◆ EXERCISE PROMPT
Your answer should consist of the lines holding "above", copied from the material below.

◆ TASK INPUTS
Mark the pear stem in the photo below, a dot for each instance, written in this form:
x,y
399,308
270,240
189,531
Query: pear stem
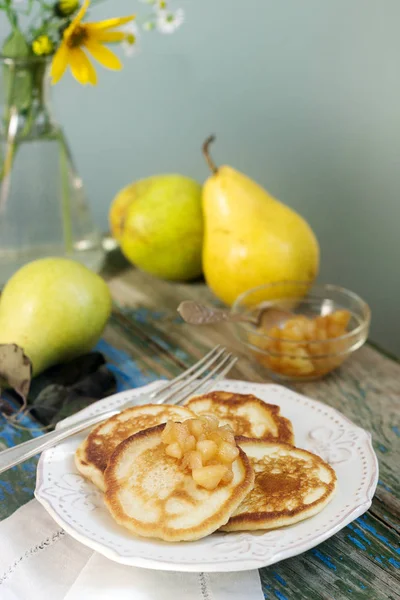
x,y
209,160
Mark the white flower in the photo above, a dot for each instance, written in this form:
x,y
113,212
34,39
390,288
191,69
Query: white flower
x,y
131,43
168,22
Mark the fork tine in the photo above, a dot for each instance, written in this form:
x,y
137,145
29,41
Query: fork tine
x,y
226,364
189,371
188,380
209,384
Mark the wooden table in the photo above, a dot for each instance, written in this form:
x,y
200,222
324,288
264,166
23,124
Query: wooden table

◆ RESPONSE BOX
Mark the white flower in the photo above, a dot for each instance, written in this form:
Mark the fork tine in the photo above, a dot for each instance, written in this form:
Mark the wooden table in the photo above, a dot for each instance, written in this form:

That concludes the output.